**Task details**.
From the line containing "doorway in the photo above." to the final line of the material below, copy each line exactly, including both endpoints, and leave out all other lines.

**Provided data**.

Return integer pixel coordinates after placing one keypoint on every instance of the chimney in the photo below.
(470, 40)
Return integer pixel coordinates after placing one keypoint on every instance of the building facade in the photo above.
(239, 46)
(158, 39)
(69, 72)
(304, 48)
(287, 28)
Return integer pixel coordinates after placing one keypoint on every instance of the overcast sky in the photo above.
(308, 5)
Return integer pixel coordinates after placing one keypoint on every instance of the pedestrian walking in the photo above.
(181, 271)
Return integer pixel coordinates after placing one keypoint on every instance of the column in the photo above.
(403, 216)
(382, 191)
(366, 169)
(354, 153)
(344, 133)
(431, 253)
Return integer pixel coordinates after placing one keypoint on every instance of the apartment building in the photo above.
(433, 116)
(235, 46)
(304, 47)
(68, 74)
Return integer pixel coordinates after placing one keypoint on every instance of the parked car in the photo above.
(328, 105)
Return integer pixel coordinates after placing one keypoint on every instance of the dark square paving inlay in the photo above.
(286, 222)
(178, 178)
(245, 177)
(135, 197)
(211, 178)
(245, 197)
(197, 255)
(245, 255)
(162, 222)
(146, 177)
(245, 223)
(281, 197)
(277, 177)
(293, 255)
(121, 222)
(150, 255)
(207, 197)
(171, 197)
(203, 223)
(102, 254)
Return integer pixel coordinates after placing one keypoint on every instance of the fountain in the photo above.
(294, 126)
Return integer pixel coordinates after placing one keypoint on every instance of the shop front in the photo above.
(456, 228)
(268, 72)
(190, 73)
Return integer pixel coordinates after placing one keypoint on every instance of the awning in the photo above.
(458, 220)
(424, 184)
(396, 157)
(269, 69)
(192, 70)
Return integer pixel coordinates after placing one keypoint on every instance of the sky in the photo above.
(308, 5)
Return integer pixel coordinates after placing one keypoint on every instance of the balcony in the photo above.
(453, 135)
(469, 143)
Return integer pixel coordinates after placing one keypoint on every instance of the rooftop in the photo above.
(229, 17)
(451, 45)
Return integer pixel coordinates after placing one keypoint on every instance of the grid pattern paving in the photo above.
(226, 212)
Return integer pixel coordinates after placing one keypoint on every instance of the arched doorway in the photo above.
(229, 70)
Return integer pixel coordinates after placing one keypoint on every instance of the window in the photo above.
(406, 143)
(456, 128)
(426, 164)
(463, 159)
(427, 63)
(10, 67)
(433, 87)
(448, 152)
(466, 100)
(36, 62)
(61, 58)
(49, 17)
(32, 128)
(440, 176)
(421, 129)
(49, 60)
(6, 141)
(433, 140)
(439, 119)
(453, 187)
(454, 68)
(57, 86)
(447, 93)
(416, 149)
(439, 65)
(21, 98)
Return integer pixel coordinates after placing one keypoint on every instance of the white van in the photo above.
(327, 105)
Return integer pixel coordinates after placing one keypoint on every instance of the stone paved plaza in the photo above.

**Problem solution**.
Return integer pixel coordinates after placing one keypoint on every instance of the arched doorway in the photo above.
(229, 70)
Return integer pixel coordinates after placing one keypoint on every instance of the window in the photo above.
(406, 143)
(456, 128)
(426, 164)
(463, 159)
(427, 63)
(10, 67)
(433, 87)
(448, 152)
(466, 100)
(36, 62)
(61, 58)
(49, 17)
(32, 128)
(440, 176)
(421, 129)
(49, 60)
(6, 141)
(433, 140)
(439, 119)
(453, 187)
(454, 68)
(57, 86)
(447, 93)
(416, 149)
(439, 65)
(21, 98)
Return integer pixel coordinates after placing one keypoint on every instance of the white van in the photo above.
(327, 105)
Return integer pixel coordinates after placing one keypoint on every instance of the stone paved plaza in the photo above.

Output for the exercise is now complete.